TASK TO CARRY OUT: In the listing that follows, how many lines include the word "person"? Only the number is wanted.

Top of LISTED RECORDS

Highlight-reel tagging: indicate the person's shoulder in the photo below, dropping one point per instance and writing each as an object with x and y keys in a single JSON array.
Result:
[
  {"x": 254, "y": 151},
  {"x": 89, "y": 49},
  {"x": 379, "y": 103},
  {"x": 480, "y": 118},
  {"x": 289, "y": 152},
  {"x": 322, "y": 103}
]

Bottom of LISTED RECORDS
Top of LISTED RECORDS

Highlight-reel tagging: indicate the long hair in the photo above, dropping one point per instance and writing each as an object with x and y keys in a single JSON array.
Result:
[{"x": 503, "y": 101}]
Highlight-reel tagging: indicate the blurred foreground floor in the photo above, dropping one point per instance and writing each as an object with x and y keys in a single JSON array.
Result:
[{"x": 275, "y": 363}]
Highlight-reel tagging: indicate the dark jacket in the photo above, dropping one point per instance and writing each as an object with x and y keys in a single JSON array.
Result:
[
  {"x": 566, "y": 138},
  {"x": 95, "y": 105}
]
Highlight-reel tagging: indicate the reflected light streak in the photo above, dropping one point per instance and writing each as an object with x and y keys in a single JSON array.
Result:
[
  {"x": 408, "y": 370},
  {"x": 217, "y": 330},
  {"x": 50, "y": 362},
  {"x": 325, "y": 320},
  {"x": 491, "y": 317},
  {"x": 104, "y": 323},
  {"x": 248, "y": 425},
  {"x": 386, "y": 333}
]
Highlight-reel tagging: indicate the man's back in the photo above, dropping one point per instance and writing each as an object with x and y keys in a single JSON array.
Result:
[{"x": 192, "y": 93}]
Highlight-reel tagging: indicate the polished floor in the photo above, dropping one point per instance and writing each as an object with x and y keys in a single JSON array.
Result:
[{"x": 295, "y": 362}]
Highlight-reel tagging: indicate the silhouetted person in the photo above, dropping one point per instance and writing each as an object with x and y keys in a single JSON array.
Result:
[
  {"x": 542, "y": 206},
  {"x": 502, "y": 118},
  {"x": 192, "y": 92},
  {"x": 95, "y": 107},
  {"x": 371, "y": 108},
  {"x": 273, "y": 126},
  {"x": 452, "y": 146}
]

Bottom of LISTED RECORDS
Top of LISTED RECORDS

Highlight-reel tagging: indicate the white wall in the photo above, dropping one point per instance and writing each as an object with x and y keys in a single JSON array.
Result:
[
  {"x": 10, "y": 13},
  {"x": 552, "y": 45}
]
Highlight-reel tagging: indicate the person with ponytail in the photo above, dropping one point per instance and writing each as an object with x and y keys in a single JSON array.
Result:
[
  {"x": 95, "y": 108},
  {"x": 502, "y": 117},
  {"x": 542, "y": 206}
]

Bottom of LISTED RECORDS

ANSWER SECTION: 3